EXCERTO PARA LEITURA
------------------------------------

Todo o empenho por ter vida de oração tem de ter como consequência melhorar a qualidade das relações com as pessoas com quem se convive (familiares, colegas, vizinhos), traduzindo-se em amabilidade e serviço, e eliminando pela raiz toda a maledicência, desrespeito e inveja.

 

A vida da Igreja Católica em Portugal está marcada tanto pelo processo sinodal, lançado pelo Papa, como pela crise provocada pelos casos de abusos sexuais. Que papel podemos esperar, da prelatura, neste contexto?

Também nesses pontos aderimos às orientações do Papa Francisco e acompanhamos as propostas dos bispos. A incorporação das grandes ideias do processo sinodal – comunhão, participação e missão – é um caminho em que se deve sempre avançar.

------------------------------------

[Registos de identificação de posição]
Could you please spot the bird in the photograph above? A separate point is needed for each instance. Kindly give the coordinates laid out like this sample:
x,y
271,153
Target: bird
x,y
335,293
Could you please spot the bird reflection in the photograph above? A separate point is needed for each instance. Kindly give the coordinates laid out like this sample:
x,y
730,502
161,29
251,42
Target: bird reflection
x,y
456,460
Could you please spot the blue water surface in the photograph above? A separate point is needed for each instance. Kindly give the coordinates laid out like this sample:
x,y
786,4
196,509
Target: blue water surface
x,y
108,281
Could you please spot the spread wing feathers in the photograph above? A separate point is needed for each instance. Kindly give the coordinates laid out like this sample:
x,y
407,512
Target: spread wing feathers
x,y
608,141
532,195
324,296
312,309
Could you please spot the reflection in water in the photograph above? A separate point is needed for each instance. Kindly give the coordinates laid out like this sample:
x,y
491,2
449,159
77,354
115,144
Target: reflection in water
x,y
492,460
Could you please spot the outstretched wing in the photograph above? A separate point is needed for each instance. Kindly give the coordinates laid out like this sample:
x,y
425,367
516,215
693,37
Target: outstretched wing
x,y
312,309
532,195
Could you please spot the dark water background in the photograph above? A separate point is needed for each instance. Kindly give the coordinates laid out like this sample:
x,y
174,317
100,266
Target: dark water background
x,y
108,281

------------------------------------

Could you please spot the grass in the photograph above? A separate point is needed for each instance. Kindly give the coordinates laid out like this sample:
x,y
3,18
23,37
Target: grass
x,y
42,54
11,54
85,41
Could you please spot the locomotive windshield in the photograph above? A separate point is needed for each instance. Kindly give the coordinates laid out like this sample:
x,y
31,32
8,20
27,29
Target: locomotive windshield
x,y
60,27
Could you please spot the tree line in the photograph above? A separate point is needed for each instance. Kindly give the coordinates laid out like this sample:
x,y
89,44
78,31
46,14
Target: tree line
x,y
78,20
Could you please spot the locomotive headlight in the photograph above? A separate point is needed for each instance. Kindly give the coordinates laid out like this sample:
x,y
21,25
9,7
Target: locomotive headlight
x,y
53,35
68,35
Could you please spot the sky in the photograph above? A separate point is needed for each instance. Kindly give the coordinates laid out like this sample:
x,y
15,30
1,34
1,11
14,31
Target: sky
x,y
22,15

------------------------------------

LISTA DE TAREFAS
#1 Responda a estas perguntas com base no excerto sobre a oração e a Igreja:
(a) Que consequência deve ter o empenho por ter vida de oração?
(b) Por que duas coisas está marcada a vida da Igreja Católica em Portugal?
(c) Quais são as grandes ideias do processo sinodal referidas?
#2 Continue o excerto sobre a oração e a Igreja a partir da última frase apresentada.
Os itens são material à parte e não têm relação com o excerto sobre a oração e a Igreja.

RESPOSTAS ÀS TAREFAS
#1
(a) Deve ter como consequência melhorar a qualidade das relações com as pessoas com quem se convive (familiares, colegas, vizinhos).
(b) Está marcada pelo processo sinodal, lançado pelo Papa, e pela crise provocada pelos casos de abusos sexuais.
(c) Comunhão, participação e missão.

#2
Esta etapa da vida da Igreja é um tempo de graça, e terá bons frutos na medida da nossa sintonia com o Espírito.  Gosto muito daquela frase do Papa na primeira reflexão que fez no lançamento do processo sinodal: “que este Sínodo seja um tempo habitado pelo Espírito! Pois é do Espírito que precisamos, da respiração sempre nova de Deus, que liberta de todo o fechamento, reanima o que está morto, solta as cadeias, espalha a alegria.”

Também é total o nosso compromisso em fazer da Igreja um espaço cada vez mais seguro para menores e pessoas vulneráveis. Já criamos, há alguns anos, as estruturas, as normas de prevenção, e os protocolos para tratamento de denúncias, e, embora de forma sempre melhorável, têm sido muito importantes em ordem a criar uma nova sensibilidade e uma nova cultura de cuidado.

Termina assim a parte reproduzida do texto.